Transcribe the entries exactly. Omit the pictures.
——————————
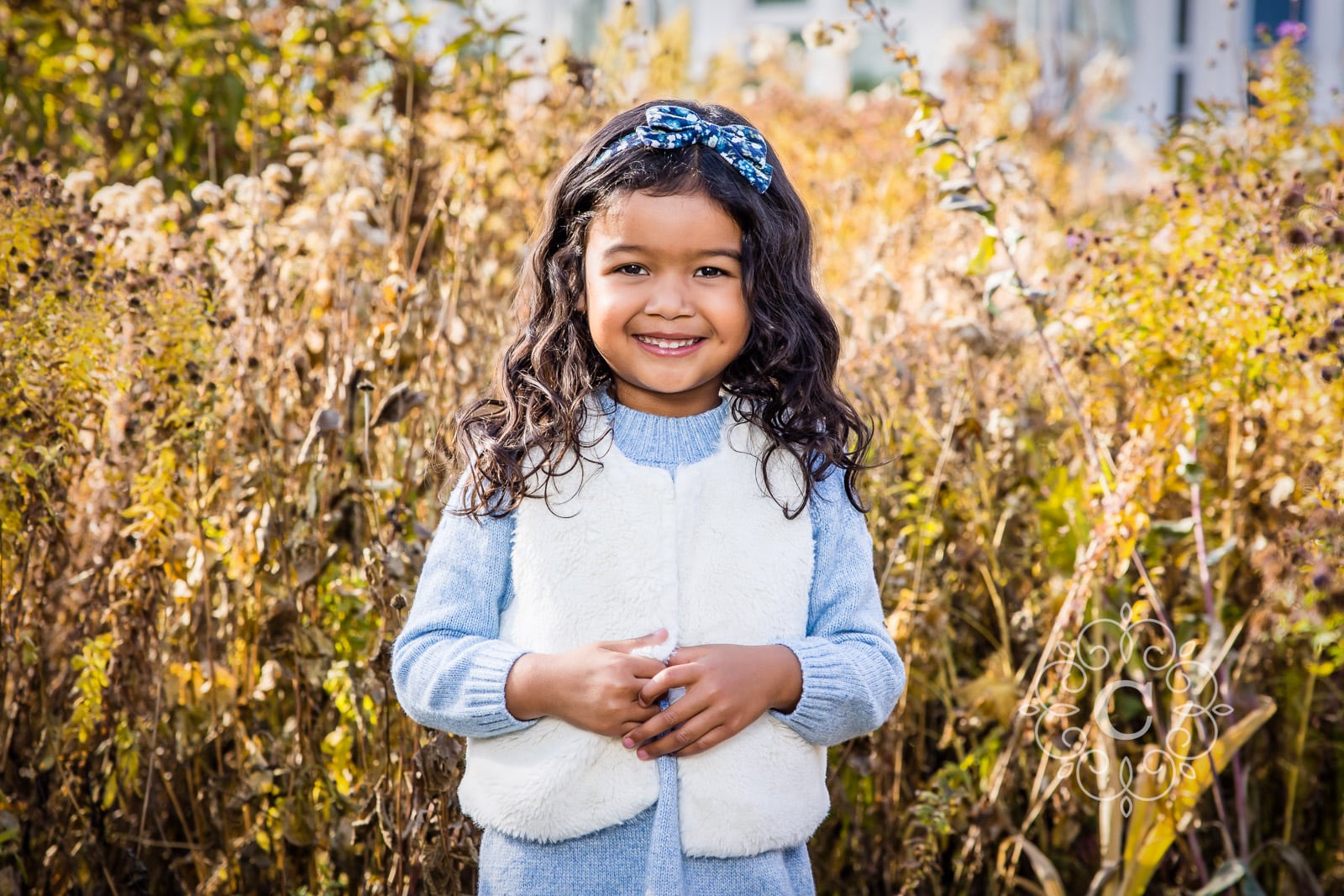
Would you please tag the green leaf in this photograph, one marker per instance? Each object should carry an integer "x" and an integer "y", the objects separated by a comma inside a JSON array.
[
  {"x": 940, "y": 139},
  {"x": 1222, "y": 551},
  {"x": 1227, "y": 873},
  {"x": 1173, "y": 530},
  {"x": 987, "y": 143}
]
——————————
COMPLETED TASK →
Would you please tag the green leaf in this photograph, one marker per instance? Each object should carry an integer "x" and an integer "y", the objects separated by a comma inside a JSON array.
[
  {"x": 940, "y": 139},
  {"x": 1222, "y": 551},
  {"x": 1227, "y": 873},
  {"x": 1173, "y": 530},
  {"x": 987, "y": 143}
]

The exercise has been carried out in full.